▶ _Task directions_:
Report how many lines in the entries below hold the word "Would". Your answer is that number alone.

Top of Data excerpts

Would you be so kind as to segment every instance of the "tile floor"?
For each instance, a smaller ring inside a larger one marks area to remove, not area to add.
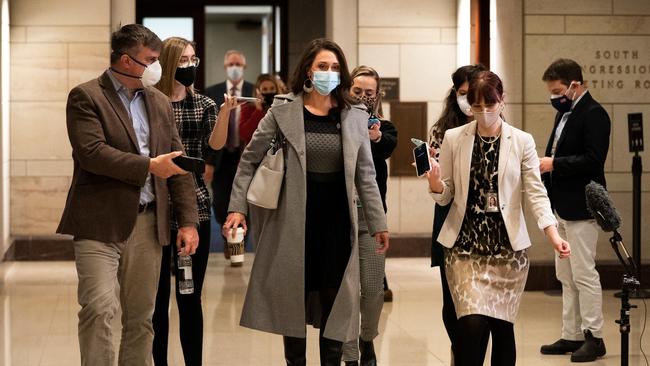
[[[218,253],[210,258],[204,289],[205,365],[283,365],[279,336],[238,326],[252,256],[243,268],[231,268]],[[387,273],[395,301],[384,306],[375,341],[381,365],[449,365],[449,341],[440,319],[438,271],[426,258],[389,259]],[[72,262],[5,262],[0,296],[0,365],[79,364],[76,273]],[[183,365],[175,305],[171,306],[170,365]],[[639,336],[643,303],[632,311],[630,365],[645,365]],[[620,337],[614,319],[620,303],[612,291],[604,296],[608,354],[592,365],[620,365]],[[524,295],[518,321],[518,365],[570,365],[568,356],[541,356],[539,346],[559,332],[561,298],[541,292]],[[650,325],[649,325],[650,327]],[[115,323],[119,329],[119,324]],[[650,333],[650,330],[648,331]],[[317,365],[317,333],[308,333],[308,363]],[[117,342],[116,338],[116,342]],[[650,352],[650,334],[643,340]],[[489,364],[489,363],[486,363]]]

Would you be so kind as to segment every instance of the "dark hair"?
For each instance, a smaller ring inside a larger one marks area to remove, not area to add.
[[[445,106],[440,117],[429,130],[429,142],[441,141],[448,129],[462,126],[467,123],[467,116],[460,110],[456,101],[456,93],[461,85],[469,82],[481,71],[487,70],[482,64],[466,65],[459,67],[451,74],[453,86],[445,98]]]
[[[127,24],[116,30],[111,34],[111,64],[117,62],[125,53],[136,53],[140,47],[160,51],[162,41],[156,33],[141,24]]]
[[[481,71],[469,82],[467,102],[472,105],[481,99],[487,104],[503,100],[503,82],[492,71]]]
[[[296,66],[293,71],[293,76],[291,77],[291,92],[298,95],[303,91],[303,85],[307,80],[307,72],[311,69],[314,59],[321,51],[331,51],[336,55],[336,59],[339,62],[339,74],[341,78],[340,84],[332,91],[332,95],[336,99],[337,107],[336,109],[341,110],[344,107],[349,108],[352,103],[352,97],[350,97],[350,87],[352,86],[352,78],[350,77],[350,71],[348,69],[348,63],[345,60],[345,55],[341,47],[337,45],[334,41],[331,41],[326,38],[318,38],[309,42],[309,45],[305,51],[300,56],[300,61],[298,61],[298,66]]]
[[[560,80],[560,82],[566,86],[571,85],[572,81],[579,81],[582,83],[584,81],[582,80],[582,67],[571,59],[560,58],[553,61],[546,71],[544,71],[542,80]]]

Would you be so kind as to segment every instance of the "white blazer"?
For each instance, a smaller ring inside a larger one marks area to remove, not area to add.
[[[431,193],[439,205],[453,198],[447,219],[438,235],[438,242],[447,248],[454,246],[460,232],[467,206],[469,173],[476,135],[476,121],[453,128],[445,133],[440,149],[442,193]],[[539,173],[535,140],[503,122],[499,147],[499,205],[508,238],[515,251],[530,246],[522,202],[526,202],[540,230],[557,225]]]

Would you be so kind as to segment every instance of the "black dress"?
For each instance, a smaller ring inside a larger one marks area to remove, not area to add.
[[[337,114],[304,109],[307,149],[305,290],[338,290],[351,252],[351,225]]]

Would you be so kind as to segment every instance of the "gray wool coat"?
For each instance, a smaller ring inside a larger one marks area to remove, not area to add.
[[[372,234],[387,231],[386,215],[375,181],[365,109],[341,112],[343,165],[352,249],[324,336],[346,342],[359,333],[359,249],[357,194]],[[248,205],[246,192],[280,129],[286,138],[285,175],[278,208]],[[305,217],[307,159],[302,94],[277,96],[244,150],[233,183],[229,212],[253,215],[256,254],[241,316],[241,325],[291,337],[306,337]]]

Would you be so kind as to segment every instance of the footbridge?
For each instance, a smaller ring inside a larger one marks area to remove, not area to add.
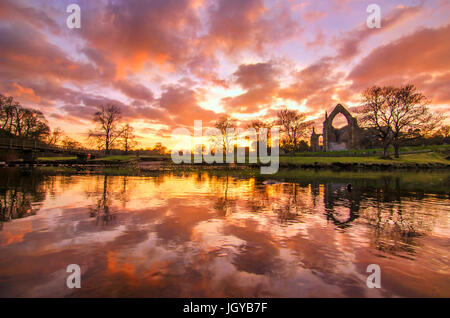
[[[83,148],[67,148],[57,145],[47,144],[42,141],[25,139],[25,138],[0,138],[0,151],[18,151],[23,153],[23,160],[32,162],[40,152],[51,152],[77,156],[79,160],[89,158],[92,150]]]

Bottom of Data excerpts
Top of Data excerpts

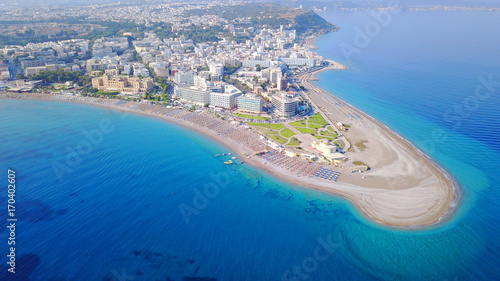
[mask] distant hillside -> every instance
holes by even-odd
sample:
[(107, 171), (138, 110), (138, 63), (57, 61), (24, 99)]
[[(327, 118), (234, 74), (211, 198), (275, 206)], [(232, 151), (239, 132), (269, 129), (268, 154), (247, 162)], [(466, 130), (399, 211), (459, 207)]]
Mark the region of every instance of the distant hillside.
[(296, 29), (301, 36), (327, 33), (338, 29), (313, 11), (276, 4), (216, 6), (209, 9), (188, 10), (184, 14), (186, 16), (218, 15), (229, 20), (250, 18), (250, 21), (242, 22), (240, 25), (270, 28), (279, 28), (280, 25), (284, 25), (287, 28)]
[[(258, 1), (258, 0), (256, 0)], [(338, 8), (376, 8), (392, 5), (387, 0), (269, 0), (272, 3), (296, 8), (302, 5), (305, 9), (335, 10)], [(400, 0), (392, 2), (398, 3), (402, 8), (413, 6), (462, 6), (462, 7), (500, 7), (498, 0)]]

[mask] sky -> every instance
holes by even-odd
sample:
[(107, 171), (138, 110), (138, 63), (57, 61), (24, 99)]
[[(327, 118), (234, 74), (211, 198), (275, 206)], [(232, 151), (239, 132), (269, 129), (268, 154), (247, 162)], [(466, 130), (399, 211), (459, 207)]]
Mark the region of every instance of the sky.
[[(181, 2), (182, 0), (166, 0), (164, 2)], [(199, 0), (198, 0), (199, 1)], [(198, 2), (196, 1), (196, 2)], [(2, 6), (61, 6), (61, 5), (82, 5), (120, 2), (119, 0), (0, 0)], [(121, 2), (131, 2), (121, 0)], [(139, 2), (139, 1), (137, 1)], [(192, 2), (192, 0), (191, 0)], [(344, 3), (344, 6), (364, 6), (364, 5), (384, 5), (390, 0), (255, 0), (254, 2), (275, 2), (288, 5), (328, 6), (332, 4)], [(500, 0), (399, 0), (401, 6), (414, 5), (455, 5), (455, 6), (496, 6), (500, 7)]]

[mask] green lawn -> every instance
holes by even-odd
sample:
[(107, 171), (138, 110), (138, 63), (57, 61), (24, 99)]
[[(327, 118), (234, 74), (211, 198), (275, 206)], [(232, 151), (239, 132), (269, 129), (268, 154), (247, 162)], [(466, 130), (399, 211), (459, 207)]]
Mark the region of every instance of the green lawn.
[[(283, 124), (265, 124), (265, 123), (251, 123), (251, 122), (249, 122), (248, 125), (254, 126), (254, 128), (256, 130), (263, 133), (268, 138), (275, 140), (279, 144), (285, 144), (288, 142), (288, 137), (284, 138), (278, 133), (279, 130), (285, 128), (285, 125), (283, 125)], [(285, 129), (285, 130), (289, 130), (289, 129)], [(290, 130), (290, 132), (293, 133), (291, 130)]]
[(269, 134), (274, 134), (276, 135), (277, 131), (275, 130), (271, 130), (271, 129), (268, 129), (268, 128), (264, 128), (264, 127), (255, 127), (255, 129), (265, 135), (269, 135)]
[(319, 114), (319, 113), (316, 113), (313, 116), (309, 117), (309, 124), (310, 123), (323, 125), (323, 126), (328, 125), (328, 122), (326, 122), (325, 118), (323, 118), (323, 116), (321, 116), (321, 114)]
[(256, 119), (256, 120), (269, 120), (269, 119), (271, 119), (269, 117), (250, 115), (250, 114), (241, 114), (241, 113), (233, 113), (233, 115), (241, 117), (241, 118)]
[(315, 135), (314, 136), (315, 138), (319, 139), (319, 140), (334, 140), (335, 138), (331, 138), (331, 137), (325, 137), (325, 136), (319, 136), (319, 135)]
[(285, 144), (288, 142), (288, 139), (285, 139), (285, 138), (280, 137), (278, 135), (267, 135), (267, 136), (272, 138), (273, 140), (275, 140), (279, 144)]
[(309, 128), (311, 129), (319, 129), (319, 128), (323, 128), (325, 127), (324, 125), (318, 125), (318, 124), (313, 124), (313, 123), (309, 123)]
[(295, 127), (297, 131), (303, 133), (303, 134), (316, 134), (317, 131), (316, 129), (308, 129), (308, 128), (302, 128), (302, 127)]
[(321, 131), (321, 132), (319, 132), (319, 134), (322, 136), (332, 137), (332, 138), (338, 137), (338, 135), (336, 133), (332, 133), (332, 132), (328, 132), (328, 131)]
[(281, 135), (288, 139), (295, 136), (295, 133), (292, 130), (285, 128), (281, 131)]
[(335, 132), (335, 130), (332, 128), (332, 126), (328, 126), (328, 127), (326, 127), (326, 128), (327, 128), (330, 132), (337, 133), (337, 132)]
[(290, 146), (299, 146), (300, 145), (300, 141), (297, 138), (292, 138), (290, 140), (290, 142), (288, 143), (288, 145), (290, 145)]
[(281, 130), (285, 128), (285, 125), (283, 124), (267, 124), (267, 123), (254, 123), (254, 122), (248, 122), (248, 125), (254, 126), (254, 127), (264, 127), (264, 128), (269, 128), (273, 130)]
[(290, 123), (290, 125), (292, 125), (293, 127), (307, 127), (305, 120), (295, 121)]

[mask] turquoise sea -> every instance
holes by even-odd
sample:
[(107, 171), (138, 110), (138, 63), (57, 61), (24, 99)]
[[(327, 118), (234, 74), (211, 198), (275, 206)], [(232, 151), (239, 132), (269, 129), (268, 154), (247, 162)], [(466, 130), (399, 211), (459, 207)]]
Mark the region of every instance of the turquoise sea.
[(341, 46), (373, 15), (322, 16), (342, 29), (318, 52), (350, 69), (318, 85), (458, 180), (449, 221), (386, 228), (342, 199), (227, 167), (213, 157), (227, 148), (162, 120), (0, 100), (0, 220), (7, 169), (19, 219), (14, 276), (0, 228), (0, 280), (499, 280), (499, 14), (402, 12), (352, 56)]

Bottom of Data excerpts

▶ _Your response_:
6